__Records excerpted from a collection__:
□ □ □ □ □

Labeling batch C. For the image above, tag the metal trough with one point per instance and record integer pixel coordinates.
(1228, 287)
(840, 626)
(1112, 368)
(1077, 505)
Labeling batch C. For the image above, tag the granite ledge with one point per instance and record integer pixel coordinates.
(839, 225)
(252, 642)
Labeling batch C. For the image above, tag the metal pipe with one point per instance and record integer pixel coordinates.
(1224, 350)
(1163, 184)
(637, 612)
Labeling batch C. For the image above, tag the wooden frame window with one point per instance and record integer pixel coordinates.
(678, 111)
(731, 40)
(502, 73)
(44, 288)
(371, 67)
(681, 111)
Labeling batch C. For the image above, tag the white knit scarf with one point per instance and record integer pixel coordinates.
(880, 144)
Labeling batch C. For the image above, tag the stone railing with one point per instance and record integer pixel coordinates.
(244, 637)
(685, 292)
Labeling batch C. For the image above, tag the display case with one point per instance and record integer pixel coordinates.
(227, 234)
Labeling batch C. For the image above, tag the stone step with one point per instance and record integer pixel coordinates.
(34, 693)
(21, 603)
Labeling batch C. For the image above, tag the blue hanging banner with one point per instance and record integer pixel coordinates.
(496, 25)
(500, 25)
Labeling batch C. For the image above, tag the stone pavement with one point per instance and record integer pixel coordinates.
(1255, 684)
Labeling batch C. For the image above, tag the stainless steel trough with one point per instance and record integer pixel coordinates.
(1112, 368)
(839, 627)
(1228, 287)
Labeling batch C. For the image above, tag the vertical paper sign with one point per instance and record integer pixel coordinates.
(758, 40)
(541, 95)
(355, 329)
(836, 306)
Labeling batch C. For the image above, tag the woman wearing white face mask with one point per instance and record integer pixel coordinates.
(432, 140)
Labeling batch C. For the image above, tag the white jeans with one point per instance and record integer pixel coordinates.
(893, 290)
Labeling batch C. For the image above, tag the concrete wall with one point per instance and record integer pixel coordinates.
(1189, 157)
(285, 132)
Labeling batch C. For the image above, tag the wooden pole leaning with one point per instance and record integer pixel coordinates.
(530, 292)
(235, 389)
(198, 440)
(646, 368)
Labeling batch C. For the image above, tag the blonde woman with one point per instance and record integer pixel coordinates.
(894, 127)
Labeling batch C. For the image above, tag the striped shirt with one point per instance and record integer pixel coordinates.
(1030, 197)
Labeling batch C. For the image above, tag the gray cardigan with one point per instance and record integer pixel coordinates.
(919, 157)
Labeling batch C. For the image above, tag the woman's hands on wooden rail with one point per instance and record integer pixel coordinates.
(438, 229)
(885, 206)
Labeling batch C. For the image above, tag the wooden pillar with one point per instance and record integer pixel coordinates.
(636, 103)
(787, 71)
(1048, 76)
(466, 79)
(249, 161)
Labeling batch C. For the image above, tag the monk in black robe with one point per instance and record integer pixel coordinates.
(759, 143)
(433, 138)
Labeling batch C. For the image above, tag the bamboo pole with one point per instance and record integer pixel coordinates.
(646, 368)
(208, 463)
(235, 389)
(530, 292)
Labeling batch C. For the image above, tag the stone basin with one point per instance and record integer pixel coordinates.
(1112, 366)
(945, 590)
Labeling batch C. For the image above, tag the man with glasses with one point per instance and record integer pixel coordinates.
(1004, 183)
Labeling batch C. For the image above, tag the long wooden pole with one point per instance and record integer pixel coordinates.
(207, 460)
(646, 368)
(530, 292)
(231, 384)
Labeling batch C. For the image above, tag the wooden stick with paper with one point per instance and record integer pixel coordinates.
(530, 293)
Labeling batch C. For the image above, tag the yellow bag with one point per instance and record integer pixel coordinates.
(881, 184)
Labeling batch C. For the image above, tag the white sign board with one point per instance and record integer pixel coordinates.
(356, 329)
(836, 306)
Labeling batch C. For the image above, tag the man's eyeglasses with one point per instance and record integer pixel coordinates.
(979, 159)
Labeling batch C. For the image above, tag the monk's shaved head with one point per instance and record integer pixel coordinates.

□ □ □ □ □

Take the line containing "Labeling batch C. For the image above, tag the yellow" as the first line and the last line of the data above as the final one. Write out these lines and all between them exactly.

__Written answer__:
Labeling batch C. For the image above, tag the yellow bag with one point per instance and record integer pixel coordinates.
(881, 184)
Labeling batch C. For the image above, tag the white sign board with one point per instance and record integer pixel coordinates.
(356, 329)
(836, 306)
Labeling batch C. For the image above, tag the man's eyeglasses with one point per instance and record integer pixel coordinates.
(979, 159)
Labeling batch C. For the image above, tag the monk's shaved head with one point per instance and record integer pixel coordinates.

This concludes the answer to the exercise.